1. «Отцы и дети»;
2. «Герой нашего времени. Версия и варианты»;
3. «Бедный всадник. Поэма (о мелком хулиганстве)».
Главы – «Выстрел», «Маскарад», «Сфинкс», «Фаталист», «Невидимые глазом бесы», «Дуэль».
По цензурным причинам издать роман в СССР не удалось. В 1975-м в издательстве «Советский писатель» Битов, будучи аспирантом ИМЛИ, выпустил статьи из романа, написанные якобы его героем (привет «Доктору Живаго»), отдельной книгой – Лева анализирует «Пророка» Пушкина, «Пророка» Лермонтова и «Безумие» Тютчева. Подбор материала отличает особое изящество, все три стихотворения были сочинены поэтами в 27 лет (оммаж цифровым суевериям автора).
Начало замысла «Пушкинскому дому» положил суд над Иосифом Бродским. Для автора и дело Бродского, и Ленинград-Петербург, и Россия – все это так или иначе представляет Дом Пушкина, Пушкинский дом – только «без его курчавого постояльца».
Из другой прозы Битова. Реализация метафоры «Пушкинский дом» в нон-фикшн. Автор идет по Невскому: 1971-й. Встречает Бродского.
«“Что так рано?” – “Да вот роман сдал в издательство”. – “Как назвал?” – “Пушкинский дом”. – “Неплохо. А я сегодня открытку от Набокова получил”. – “Что пишет?” – “Что «Горбунов и Горчаков» написан редким для русской поэзии размером”. – “И все?”
Набокова я еще не читал ни строчки.
И Иосиф хмыкнул, как только он умел»[147].
* * *
**ЧТО СДЕЛАТЬ**
Перепишите фрагмент о «Пушкинском доме» от слов «По цензурным причинам» и до слов «1971-й. Встречает Бродского.», подставив «сотрудником» вместо «аспирантом». Строки здесь никак не задействованы.
* * *
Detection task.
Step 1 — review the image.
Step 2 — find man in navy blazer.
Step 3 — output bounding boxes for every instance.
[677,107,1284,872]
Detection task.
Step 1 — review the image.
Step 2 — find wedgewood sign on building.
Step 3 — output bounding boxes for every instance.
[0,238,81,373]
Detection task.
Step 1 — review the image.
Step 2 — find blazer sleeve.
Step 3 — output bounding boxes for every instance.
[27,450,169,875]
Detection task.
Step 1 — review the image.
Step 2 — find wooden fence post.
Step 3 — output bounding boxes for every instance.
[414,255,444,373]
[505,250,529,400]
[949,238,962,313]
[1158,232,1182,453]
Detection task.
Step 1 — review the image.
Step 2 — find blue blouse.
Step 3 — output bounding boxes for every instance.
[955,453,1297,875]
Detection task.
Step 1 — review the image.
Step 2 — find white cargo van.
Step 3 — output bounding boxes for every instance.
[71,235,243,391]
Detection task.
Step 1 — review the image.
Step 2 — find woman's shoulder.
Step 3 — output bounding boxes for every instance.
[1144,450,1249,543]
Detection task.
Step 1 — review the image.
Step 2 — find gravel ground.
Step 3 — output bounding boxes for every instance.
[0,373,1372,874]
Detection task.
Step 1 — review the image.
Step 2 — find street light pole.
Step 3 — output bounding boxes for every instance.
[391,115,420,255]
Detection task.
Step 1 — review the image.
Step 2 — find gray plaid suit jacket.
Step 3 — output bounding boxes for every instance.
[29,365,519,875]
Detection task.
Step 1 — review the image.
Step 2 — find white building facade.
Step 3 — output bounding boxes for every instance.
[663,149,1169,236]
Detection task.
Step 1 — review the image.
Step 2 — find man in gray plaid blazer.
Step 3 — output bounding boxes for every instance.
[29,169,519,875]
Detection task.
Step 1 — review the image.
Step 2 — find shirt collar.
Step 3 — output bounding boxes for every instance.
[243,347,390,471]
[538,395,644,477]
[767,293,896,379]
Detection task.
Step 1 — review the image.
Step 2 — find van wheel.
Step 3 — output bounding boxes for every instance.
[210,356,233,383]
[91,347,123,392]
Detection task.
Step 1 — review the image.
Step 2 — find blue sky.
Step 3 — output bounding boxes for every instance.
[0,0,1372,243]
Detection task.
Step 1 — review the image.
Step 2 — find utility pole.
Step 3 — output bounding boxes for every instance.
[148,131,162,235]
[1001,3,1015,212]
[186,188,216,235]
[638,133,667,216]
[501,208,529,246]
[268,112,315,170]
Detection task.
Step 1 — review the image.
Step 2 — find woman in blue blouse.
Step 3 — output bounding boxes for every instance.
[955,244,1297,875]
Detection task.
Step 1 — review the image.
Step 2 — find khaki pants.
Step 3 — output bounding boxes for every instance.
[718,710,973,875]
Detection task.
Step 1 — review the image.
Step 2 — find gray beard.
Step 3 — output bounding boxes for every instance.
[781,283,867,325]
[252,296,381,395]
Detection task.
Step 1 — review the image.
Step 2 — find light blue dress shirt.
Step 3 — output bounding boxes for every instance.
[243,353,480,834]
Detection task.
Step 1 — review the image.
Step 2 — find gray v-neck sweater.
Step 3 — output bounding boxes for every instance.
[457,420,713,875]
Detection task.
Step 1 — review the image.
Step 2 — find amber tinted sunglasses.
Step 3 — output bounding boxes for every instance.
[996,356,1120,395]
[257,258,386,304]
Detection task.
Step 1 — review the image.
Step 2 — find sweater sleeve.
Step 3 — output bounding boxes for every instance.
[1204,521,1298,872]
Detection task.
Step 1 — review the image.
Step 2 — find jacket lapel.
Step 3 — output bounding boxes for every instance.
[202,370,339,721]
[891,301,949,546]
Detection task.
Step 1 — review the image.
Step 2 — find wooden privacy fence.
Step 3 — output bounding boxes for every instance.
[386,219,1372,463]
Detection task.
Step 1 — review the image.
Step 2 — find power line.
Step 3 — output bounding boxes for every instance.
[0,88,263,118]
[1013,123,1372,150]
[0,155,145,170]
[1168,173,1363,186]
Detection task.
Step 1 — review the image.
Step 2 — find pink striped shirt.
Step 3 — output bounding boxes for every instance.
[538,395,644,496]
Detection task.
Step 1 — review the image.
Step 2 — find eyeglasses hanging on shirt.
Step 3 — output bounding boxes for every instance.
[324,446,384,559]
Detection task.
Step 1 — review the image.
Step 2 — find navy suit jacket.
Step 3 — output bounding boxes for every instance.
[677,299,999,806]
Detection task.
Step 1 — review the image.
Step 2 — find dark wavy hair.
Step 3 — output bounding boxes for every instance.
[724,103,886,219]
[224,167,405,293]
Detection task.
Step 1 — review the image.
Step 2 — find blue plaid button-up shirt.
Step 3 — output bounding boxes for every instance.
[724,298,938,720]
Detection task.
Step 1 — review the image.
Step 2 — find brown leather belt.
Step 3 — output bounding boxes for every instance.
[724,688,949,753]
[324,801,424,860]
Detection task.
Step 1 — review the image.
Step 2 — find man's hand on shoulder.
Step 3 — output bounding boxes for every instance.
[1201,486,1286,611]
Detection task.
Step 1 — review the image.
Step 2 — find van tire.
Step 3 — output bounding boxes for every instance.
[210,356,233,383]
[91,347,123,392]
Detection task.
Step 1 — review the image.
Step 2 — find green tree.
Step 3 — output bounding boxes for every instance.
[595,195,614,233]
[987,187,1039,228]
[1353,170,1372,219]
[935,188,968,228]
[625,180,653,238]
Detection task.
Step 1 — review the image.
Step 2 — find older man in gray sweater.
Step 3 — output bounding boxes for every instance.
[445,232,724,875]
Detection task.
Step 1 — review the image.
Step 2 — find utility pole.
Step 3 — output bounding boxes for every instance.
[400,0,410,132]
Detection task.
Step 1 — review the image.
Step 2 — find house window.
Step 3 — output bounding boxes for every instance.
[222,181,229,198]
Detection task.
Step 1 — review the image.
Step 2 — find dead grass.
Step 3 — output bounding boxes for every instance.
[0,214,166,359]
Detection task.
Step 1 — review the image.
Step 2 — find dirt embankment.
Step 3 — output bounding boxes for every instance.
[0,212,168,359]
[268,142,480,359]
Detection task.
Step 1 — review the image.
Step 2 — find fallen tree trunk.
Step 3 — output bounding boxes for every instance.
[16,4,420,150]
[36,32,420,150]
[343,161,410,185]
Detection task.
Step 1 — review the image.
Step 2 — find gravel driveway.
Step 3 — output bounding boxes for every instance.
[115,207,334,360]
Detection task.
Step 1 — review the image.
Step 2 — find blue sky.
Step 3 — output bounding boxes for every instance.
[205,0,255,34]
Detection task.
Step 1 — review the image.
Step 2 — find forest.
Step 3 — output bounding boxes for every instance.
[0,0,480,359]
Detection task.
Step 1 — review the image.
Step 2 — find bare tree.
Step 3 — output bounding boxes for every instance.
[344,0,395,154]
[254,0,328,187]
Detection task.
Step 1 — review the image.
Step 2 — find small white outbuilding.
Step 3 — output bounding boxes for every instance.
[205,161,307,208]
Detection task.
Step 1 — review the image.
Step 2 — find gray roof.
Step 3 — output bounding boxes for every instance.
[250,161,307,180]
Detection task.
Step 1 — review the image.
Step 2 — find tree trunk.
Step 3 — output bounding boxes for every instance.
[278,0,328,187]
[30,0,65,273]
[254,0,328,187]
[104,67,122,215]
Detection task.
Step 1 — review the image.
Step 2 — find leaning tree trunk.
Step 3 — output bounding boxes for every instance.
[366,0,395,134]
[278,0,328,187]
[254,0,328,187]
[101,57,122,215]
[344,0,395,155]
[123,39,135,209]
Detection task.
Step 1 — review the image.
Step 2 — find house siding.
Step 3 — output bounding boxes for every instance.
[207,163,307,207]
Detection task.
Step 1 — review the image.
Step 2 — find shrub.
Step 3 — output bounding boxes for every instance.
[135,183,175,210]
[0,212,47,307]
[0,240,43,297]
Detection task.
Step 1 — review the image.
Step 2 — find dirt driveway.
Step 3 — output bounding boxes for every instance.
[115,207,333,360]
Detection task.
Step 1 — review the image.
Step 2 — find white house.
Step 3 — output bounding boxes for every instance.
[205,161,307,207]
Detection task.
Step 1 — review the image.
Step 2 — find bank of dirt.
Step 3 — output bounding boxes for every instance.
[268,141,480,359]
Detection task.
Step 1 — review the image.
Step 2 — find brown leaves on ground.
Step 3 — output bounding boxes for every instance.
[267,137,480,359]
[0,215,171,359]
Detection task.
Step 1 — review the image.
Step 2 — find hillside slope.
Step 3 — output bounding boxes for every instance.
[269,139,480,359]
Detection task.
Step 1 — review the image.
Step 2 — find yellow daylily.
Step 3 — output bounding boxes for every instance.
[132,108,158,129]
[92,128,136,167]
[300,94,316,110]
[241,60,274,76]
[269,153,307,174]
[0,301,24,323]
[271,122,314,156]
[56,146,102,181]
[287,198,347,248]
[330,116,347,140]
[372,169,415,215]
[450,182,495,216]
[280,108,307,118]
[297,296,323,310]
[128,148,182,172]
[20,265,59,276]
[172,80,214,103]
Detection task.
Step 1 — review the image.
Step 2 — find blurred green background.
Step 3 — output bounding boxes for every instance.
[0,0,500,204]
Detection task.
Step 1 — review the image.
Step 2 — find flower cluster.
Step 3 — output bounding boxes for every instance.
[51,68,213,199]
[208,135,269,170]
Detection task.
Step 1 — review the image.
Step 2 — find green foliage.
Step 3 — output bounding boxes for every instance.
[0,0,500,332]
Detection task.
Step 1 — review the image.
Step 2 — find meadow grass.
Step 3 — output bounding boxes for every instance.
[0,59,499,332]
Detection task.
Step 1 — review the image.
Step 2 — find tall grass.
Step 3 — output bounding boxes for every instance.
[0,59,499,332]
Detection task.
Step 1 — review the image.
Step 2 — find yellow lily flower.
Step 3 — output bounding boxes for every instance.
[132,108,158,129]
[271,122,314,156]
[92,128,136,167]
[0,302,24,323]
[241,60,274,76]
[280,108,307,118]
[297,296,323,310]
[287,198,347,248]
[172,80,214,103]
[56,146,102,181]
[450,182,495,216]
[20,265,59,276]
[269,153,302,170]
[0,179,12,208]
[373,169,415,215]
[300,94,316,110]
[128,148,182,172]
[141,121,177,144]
* * *
**ВЫПОЛНЕННОЕ ЗАДАНИЕ**
По цензурным причинам издать роман в СССР не удалось. В 1975-м в издательстве «Советский писатель» Битов, будучи сотрудником ИМЛИ, выпустил статьи из романа, написанные якобы его героем (привет «Доктору Живаго»), отдельной книгой – Лева анализирует «Пророка» Пушкина, «Пророка» Лермонтова и «Безумие» Тютчева. Подбор материала отличает особое изящество, все три стихотворения были сочинены поэтами в 27 лет (оммаж цифровым суевериям автора).
Начало замысла «Пушкинскому дому» положил суд над Иосифом Бродским. Для автора и дело Бродского, и Ленинград-Петербург, и Россия – все это так или иначе представляет Дом Пушкина, Пушкинский дом – только «без его курчавого постояльца».
Из другой прозы Битова. Реализация метафоры «Пушкинский дом» в нон-фикшн. Автор идет по Невскому: 1971-й. Встречает Бродского.